▶ **Task data**
╔══

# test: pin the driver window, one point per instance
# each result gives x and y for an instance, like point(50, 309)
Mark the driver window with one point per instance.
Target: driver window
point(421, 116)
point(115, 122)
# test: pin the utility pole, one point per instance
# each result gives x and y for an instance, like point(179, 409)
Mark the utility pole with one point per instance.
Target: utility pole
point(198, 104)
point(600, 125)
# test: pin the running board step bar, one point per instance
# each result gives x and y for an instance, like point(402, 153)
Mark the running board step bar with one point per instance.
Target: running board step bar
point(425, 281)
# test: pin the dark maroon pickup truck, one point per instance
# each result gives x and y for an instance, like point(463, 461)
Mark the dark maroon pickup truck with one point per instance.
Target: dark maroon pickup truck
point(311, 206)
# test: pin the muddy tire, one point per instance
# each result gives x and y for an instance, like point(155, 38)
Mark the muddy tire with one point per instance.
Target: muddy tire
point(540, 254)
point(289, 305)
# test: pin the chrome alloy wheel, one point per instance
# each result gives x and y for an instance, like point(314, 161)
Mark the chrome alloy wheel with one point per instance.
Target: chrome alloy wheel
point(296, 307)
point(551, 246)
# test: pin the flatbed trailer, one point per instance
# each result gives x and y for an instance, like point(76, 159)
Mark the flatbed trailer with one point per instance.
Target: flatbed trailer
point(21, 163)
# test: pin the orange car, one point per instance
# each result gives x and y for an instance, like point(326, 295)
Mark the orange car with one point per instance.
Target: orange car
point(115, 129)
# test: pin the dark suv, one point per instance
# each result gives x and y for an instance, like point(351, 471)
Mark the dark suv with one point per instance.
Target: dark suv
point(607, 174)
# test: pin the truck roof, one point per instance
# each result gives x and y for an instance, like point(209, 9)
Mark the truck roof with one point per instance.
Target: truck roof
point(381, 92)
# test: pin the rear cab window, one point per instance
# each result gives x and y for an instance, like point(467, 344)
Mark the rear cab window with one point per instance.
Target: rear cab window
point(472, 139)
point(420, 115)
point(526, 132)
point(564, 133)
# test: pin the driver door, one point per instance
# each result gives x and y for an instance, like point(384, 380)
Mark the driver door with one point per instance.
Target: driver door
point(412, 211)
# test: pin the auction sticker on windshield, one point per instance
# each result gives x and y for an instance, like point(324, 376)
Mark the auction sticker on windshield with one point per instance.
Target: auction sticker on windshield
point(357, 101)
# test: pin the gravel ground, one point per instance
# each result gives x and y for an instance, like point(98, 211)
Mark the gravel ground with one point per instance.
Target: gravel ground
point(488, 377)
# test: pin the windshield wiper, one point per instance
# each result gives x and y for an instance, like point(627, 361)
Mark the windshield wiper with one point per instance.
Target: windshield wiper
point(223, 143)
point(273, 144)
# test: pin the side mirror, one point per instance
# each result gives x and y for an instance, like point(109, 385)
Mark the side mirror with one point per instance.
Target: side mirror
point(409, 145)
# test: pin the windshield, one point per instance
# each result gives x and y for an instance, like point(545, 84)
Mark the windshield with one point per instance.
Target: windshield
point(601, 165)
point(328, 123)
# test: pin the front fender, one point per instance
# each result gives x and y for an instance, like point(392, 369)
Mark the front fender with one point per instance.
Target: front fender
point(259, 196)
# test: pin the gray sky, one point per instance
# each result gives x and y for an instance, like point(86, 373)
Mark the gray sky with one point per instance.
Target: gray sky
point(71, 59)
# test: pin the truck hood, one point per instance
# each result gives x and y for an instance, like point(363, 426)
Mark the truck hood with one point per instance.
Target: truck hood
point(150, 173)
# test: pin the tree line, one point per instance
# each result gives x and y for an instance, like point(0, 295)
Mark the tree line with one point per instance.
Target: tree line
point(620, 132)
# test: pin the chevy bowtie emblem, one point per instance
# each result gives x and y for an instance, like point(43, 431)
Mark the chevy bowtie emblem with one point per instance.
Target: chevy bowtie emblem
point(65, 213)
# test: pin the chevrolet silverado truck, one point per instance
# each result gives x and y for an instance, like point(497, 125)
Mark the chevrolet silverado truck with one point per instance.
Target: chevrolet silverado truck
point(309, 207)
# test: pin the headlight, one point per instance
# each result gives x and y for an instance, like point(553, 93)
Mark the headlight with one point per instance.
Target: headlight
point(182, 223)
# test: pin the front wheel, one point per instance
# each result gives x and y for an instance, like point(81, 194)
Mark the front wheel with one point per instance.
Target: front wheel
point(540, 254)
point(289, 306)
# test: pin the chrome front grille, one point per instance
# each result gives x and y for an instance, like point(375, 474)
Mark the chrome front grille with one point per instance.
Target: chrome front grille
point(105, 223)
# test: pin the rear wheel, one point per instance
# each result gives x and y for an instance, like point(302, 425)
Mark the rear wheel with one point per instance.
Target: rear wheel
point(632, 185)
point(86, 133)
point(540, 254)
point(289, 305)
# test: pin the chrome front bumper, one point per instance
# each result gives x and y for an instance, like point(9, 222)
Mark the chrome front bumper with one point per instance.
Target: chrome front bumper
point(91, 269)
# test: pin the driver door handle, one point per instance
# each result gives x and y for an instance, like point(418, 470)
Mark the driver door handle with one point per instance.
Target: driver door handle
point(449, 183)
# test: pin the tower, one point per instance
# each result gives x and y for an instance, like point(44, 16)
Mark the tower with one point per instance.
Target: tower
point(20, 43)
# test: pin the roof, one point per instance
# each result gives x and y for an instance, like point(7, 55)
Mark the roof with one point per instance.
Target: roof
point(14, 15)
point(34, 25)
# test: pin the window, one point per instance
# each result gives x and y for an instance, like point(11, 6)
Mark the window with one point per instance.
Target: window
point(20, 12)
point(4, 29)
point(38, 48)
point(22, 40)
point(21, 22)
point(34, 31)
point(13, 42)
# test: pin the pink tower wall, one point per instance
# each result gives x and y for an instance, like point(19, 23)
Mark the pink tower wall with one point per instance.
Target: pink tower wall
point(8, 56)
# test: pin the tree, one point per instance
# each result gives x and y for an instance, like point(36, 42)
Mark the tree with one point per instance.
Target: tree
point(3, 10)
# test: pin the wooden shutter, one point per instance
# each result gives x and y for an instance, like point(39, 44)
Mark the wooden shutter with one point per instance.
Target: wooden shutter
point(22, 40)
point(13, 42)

╚══

▶ **Task to carry out**
Render every line of the listing above as a Markdown table with the columns "Row" and "Entry", numbering the rows and omitting any blank lines.

▶ **Task output**
| Row | Entry |
|---|---|
| 1 | # test: pin the driver window, one point per instance |
| 2 | # each result gives x and y for an instance, like point(50, 309) |
| 3 | Mark the driver window with one point per instance. |
| 4 | Target: driver window |
| 5 | point(421, 116) |
| 6 | point(115, 122) |
| 7 | # test: pin the utility pole, one point per instance |
| 8 | # each result gives x and y for an instance, like point(179, 409) |
| 9 | Mark the utility pole with one point per instance. |
| 10 | Target: utility pole |
| 11 | point(198, 104) |
| 12 | point(600, 125) |
| 13 | # test: pin the running board step bar, one point per instance |
| 14 | # each result gives x and y for an instance, like point(402, 153) |
| 15 | Mark the running board step bar with one point per instance. |
| 16 | Target: running board step bar |
| 17 | point(425, 281) |
| 18 | # test: pin the dark maroon pickup truck, one point per instance |
| 19 | # each result gives x and y for an instance, like point(463, 461) |
| 20 | Mark the dark maroon pickup truck with one point per instance. |
| 21 | Target: dark maroon pickup truck |
| 22 | point(311, 206) |
| 23 | # test: pin the muddy tire, one point per instance |
| 24 | # each result gives x and y for an instance, like point(155, 38) |
| 25 | Mark the muddy tire with one point per instance. |
| 26 | Target: muddy tire |
| 27 | point(540, 254) |
| 28 | point(289, 305) |
| 29 | # test: pin the chrome alloy wheel, one point per instance |
| 30 | # each result gives x and y for an instance, like point(314, 161) |
| 31 | Mark the chrome alloy wheel with one point per instance. |
| 32 | Target: chrome alloy wheel |
| 33 | point(296, 307) |
| 34 | point(551, 246) |
| 35 | # test: pin the flatbed trailer, one point per instance |
| 36 | # each result gives x and y for an instance, like point(76, 159) |
| 37 | Mark the flatbed trailer with one point per instance. |
| 38 | Target: flatbed trailer |
| 39 | point(21, 163) |
| 40 | # test: pin the orange car, one point per instance |
| 41 | # each result gives x and y for an instance, like point(326, 295) |
| 42 | Mark the orange car with one point per instance. |
| 43 | Target: orange car |
| 44 | point(115, 129) |
| 45 | # test: pin the dark suv, one point per instance |
| 46 | # each result gives x and y for an instance, like point(351, 471) |
| 47 | Mark the dark suv with one point per instance. |
| 48 | Target: dark suv |
| 49 | point(607, 174) |
| 50 | # test: pin the truck roof, one point per instance |
| 51 | # each result gives x and y for an instance, like point(209, 9) |
| 52 | Mark the truck roof with one point per instance. |
| 53 | Target: truck roof |
| 54 | point(381, 92) |
| 55 | # test: pin the rear cab window, one point per instance |
| 56 | # each result gives x and y for an instance, like point(467, 344) |
| 57 | Mark the rear cab window with one point per instance. |
| 58 | Target: rear cab window |
| 59 | point(472, 139) |
| 60 | point(420, 115) |
| 61 | point(526, 132) |
| 62 | point(564, 133) |
| 63 | # test: pin the driver door, one point per instance |
| 64 | # each result gives x and y for an instance, like point(384, 380) |
| 65 | Mark the driver door with one point per instance. |
| 66 | Target: driver door |
| 67 | point(412, 211) |
| 68 | # test: pin the auction sticker on windshield, one point per instance |
| 69 | # each result gives x and y for an instance, like point(324, 376) |
| 70 | Mark the auction sticker on windshield with one point per instance. |
| 71 | Target: auction sticker on windshield |
| 72 | point(357, 101) |
| 73 | # test: pin the gravel ground, one point per instance |
| 74 | # each result gives x and y for an instance, like point(98, 211) |
| 75 | Mark the gravel ground with one point per instance. |
| 76 | Target: gravel ground |
| 77 | point(488, 377) |
| 78 | # test: pin the windshield wiper, one point per instance |
| 79 | # each result gives x and y for an instance, like point(627, 361) |
| 80 | Mark the windshield wiper with one point per instance. |
| 81 | Target: windshield wiper |
| 82 | point(223, 143) |
| 83 | point(273, 144) |
| 84 | # test: pin the side mirror, one point per instance |
| 85 | # each result gives x and y for an instance, like point(109, 385) |
| 86 | Mark the side mirror with one point per instance. |
| 87 | Target: side mirror |
| 88 | point(409, 145) |
| 89 | # test: pin the windshield, one point per instance |
| 90 | # each result gives x and y for an instance, like point(545, 84) |
| 91 | Mark the windshield with one point per instance. |
| 92 | Target: windshield |
| 93 | point(601, 165) |
| 94 | point(328, 123) |
| 95 | # test: pin the front fender, one point per instance |
| 96 | # each result gives x and y for an instance, like point(392, 369) |
| 97 | Mark the front fender with one point per instance. |
| 98 | Target: front fender |
| 99 | point(259, 196) |
| 100 | # test: pin the gray sky, one point per instance |
| 101 | # each result gives x and y for an instance, like point(86, 373) |
| 102 | Mark the gray sky with one point per instance. |
| 103 | Target: gray sky |
| 104 | point(71, 59) |
| 105 | # test: pin the truck hood, one point per instance |
| 106 | # each result gives x and y for an instance, like point(363, 426) |
| 107 | Mark the truck hood with one point per instance. |
| 108 | Target: truck hood |
| 109 | point(150, 173) |
| 110 | # test: pin the tree line, one point per instance |
| 111 | # each result gives x and y for an instance, like point(0, 295) |
| 112 | Mark the tree line with one point per instance. |
| 113 | Target: tree line |
| 114 | point(620, 132) |
| 115 | # test: pin the chevy bowtie emblem, one point per instance |
| 116 | # each result gives x and y for an instance, like point(43, 431) |
| 117 | Mark the chevy bowtie emblem with one point per instance. |
| 118 | Target: chevy bowtie emblem |
| 119 | point(65, 213) |
| 120 | # test: pin the chevrolet silverado truck, one point per instance |
| 121 | # each result gives x and y for an instance, like point(497, 125) |
| 122 | Mark the chevrolet silverado truck with one point per instance. |
| 123 | Target: chevrolet silverado truck |
| 124 | point(309, 207) |
| 125 | # test: pin the headlight, one point per instance |
| 126 | # each result gives x and y for an instance, like point(553, 93) |
| 127 | Mark the headlight with one point per instance. |
| 128 | Target: headlight |
| 129 | point(182, 223) |
| 130 | # test: pin the front wheel, one point per instance |
| 131 | # each result gives x and y for an instance, like point(81, 194) |
| 132 | Mark the front wheel with one point per instance. |
| 133 | Target: front wheel |
| 134 | point(540, 254) |
| 135 | point(289, 306) |
| 136 | # test: pin the chrome front grille, one point per instance |
| 137 | # each result gives x and y for an instance, like point(375, 474) |
| 138 | Mark the chrome front grille with one point per instance. |
| 139 | Target: chrome front grille |
| 140 | point(105, 223) |
| 141 | # test: pin the rear wheel, one point per instance |
| 142 | # each result gives x and y for an instance, like point(302, 425) |
| 143 | Mark the rear wheel with one point per instance. |
| 144 | Target: rear wheel |
| 145 | point(632, 185) |
| 146 | point(86, 133) |
| 147 | point(540, 254) |
| 148 | point(289, 305) |
| 149 | # test: pin the chrome front bumper, one point per instance |
| 150 | # each result gives x and y for an instance, like point(9, 222) |
| 151 | Mark the chrome front bumper with one point per instance. |
| 152 | Target: chrome front bumper |
| 153 | point(91, 269) |
| 154 | # test: pin the driver door handle, one point per instance |
| 155 | # each result gives x and y for an instance, like point(418, 470) |
| 156 | Mark the driver door handle with one point per instance. |
| 157 | Target: driver door handle |
| 158 | point(449, 183) |
| 159 | # test: pin the tower, one point per instance |
| 160 | # each result gives x and y for an instance, like point(44, 16) |
| 161 | Mark the tower with one point per instance. |
| 162 | Target: tower |
| 163 | point(20, 43) |
| 164 | # test: pin the roof, one point per instance |
| 165 | # each result gives x and y for an instance, like point(7, 55) |
| 166 | Mark the roof with one point per instance. |
| 167 | Target: roof |
| 168 | point(14, 15) |
| 169 | point(34, 25) |
| 170 | # test: pin the window, one point per instance |
| 171 | # each result gives x and y for an instance, like point(11, 6) |
| 172 | Mark the window with one point per instance. |
| 173 | Target: window |
| 174 | point(20, 12) |
| 175 | point(4, 29) |
| 176 | point(38, 48) |
| 177 | point(22, 40) |
| 178 | point(21, 22) |
| 179 | point(34, 31) |
| 180 | point(13, 42) |
| 181 | # test: pin the pink tower wall, one point per instance |
| 182 | # each result gives x and y for an instance, like point(19, 23) |
| 183 | Mark the pink tower wall with one point per instance. |
| 184 | Target: pink tower wall |
| 185 | point(8, 56) |
| 186 | # test: pin the tree, one point per instance |
| 187 | # each result gives x and y for an instance, like point(36, 42) |
| 188 | Mark the tree with one point per instance. |
| 189 | Target: tree |
| 190 | point(3, 10) |
| 191 | # test: pin the wooden shutter, one point per instance |
| 192 | # each result gives x and y for an instance, like point(39, 44) |
| 193 | Mark the wooden shutter with one point per instance. |
| 194 | Target: wooden shutter |
| 195 | point(22, 40) |
| 196 | point(13, 42) |